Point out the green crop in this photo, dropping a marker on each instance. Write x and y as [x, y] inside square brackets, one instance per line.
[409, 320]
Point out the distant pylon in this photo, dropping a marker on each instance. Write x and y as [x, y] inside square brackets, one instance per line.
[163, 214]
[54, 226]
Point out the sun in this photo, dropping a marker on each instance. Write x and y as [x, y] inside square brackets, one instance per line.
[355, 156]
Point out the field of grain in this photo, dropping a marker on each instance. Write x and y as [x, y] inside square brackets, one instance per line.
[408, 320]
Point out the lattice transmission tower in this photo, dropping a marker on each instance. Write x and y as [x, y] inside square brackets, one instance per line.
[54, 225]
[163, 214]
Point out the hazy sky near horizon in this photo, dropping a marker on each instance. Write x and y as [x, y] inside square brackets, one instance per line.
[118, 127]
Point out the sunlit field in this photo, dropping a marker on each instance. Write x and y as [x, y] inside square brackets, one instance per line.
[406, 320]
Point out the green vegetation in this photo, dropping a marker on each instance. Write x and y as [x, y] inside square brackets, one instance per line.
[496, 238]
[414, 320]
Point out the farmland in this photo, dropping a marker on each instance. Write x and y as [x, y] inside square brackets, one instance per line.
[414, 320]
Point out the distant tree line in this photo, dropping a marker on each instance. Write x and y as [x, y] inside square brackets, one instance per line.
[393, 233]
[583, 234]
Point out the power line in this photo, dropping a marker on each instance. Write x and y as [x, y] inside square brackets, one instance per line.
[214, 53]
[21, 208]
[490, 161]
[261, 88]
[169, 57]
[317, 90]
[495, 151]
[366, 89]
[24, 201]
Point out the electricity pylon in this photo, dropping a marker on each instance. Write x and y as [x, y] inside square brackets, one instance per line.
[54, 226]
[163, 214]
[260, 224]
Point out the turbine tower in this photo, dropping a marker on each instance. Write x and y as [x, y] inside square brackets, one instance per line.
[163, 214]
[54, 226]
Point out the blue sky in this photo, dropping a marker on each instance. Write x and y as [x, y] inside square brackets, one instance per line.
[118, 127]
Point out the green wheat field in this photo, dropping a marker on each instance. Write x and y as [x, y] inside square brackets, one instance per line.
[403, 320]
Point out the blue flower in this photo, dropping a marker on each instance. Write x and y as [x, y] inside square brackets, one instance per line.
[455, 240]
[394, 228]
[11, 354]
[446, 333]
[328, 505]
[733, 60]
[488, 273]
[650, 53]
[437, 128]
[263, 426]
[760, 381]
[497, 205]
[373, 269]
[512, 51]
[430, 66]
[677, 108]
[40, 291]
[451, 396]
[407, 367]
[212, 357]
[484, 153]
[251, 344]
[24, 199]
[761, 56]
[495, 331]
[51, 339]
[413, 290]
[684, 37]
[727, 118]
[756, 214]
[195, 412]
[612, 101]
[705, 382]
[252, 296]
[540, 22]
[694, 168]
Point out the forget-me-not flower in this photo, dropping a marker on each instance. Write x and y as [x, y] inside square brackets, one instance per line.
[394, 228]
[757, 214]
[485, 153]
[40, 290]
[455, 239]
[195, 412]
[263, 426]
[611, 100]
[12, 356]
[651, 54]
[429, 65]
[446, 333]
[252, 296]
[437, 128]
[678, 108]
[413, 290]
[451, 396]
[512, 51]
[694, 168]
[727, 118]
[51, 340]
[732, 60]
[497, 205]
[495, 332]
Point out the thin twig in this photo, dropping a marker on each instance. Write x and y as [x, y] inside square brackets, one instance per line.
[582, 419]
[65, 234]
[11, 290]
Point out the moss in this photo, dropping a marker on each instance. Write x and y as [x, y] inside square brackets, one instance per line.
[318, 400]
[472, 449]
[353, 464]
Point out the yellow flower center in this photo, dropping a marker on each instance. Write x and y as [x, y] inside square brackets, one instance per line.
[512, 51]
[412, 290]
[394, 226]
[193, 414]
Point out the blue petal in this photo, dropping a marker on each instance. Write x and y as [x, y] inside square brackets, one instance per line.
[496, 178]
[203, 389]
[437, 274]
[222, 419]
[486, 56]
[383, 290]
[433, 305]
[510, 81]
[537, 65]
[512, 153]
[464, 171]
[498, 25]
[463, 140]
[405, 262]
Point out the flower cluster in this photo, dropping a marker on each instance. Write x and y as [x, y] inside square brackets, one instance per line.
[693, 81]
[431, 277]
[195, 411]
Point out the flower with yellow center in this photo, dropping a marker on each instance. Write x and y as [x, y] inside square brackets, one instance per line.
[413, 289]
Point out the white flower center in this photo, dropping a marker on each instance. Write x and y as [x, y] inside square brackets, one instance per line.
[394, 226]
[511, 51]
--
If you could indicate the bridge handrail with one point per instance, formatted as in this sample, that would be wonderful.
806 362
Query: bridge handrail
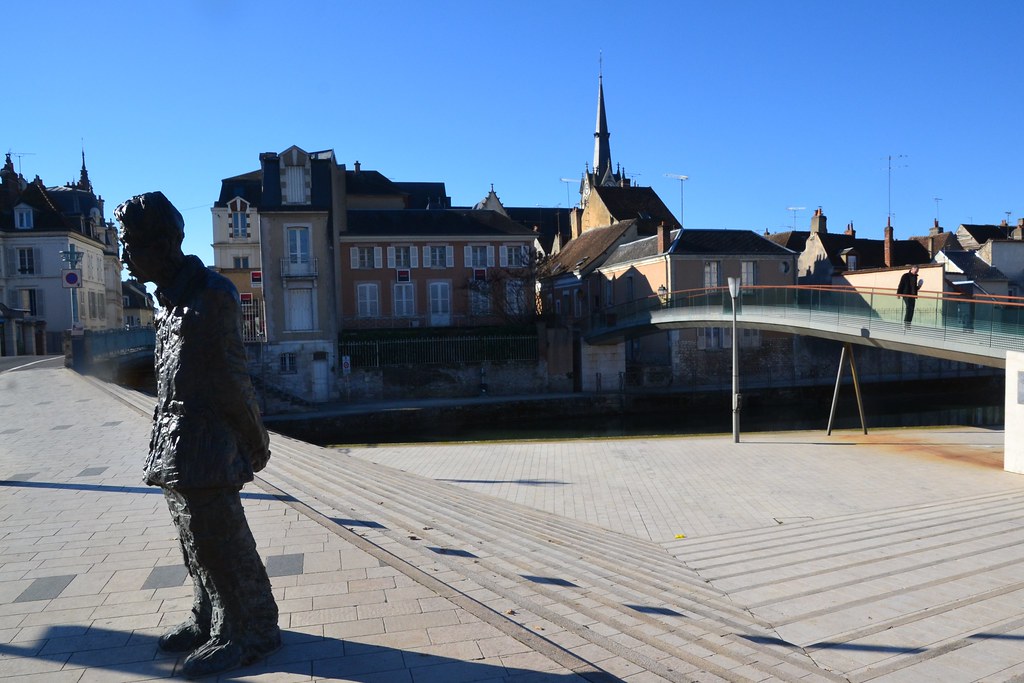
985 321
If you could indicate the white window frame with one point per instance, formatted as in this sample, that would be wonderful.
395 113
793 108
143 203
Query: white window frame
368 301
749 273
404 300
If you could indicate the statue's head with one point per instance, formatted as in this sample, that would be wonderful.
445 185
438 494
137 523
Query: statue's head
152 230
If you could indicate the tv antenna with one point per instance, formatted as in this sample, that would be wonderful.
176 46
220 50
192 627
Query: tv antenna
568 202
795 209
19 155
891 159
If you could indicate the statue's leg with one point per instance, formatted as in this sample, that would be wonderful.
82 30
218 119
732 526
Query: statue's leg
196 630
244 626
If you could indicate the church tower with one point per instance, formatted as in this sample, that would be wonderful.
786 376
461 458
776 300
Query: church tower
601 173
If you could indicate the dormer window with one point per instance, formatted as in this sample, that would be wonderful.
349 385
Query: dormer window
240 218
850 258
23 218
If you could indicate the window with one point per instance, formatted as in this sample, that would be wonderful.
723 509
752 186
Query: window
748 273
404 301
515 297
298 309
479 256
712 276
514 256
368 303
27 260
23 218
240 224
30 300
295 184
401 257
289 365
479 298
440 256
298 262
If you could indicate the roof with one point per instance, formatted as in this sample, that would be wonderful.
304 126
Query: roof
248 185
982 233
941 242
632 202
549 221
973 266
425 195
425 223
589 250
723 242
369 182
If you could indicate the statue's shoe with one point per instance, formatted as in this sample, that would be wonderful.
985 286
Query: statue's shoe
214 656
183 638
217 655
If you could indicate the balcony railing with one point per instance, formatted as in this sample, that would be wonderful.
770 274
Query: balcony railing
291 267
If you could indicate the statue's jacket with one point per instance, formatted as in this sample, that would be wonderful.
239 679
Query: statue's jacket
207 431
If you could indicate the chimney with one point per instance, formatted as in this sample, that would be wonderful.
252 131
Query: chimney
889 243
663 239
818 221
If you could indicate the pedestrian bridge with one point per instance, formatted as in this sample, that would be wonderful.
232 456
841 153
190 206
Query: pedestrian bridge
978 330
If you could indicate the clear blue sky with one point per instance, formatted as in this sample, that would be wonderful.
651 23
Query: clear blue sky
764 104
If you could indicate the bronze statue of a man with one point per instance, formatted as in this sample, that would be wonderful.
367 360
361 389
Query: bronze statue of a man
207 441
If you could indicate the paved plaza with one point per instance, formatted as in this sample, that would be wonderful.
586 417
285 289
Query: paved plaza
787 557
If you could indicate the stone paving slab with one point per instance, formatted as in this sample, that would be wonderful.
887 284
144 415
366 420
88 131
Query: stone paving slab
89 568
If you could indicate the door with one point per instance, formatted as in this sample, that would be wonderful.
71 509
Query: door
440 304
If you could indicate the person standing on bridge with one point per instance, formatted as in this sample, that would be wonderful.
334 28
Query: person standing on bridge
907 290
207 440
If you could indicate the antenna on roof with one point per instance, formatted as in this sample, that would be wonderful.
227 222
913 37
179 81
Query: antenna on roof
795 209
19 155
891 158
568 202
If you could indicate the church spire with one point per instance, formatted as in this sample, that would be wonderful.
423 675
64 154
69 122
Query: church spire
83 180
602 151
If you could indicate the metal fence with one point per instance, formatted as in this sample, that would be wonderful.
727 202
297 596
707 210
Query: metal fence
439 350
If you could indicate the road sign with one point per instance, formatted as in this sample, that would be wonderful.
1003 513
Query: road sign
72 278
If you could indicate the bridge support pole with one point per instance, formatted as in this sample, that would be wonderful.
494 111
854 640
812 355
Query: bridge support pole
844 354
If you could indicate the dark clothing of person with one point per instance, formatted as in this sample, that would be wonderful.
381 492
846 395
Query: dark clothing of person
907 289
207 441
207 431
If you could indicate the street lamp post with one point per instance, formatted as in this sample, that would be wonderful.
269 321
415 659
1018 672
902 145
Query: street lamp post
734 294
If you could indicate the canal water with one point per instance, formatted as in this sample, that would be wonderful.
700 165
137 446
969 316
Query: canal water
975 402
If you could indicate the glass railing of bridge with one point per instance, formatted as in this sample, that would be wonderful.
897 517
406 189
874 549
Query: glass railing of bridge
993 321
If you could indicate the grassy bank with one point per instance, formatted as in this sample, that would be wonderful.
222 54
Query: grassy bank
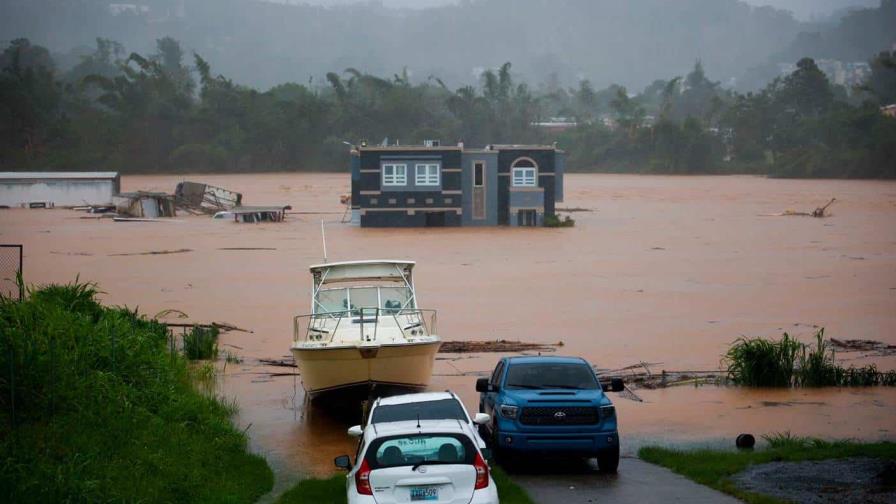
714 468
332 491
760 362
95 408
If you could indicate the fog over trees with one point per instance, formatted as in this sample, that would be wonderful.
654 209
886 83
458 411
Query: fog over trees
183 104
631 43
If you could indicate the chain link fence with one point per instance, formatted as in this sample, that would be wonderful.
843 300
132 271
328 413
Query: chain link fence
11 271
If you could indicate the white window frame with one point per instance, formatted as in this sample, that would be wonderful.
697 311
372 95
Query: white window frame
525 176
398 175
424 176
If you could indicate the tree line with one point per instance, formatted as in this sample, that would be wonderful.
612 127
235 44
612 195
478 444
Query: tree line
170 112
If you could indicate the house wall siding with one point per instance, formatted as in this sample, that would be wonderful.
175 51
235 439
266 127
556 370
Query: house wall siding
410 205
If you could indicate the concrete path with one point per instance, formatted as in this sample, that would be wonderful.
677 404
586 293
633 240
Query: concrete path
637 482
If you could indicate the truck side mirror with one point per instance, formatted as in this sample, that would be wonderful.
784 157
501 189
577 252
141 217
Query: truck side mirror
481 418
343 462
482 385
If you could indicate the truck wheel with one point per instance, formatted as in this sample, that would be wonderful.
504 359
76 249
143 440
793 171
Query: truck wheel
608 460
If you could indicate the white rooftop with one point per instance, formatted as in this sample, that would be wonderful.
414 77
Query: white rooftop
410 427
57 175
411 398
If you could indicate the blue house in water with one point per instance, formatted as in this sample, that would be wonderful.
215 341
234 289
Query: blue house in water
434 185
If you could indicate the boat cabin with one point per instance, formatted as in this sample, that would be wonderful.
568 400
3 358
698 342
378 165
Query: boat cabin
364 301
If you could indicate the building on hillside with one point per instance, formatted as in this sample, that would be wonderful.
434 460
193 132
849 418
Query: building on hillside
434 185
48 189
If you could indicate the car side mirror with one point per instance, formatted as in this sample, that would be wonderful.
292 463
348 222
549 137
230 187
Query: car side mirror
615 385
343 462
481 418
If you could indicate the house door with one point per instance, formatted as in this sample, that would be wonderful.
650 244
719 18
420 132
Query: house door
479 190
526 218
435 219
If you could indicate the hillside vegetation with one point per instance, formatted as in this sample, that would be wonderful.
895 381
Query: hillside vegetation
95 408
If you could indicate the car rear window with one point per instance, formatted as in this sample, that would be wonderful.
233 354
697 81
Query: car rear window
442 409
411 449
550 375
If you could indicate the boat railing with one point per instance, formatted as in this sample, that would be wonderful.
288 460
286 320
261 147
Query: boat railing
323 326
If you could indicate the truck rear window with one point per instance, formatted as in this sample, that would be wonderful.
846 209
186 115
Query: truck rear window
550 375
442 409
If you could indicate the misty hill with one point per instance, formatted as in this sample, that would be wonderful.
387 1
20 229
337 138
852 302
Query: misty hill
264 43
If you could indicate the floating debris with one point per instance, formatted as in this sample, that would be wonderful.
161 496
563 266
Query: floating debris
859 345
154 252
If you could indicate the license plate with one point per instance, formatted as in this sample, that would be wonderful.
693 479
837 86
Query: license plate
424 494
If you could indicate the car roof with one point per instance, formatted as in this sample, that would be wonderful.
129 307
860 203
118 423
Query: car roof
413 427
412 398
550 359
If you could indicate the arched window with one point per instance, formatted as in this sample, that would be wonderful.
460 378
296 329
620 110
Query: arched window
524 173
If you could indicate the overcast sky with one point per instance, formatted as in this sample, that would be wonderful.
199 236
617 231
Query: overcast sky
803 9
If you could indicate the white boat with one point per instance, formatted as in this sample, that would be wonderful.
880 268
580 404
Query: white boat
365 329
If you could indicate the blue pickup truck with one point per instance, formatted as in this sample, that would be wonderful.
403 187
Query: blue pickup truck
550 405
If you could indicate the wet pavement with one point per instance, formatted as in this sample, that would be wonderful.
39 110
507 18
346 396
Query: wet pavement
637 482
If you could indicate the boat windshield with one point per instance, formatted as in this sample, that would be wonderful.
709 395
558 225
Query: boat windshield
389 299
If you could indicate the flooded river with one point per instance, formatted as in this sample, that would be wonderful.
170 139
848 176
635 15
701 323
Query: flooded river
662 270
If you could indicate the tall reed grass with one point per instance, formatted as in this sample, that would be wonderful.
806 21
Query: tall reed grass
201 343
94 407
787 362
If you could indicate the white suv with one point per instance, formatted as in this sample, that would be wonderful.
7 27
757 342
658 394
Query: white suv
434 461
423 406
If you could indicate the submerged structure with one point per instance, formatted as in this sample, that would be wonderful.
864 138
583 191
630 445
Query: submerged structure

[Problem details] Find each line in the listing above that contains the word "lamp" and copy every such line in full.

[Solution]
If you could indicate the street lamp post with one point per instance, formatted as in this sample, that would be wonderful.
Query: street lamp post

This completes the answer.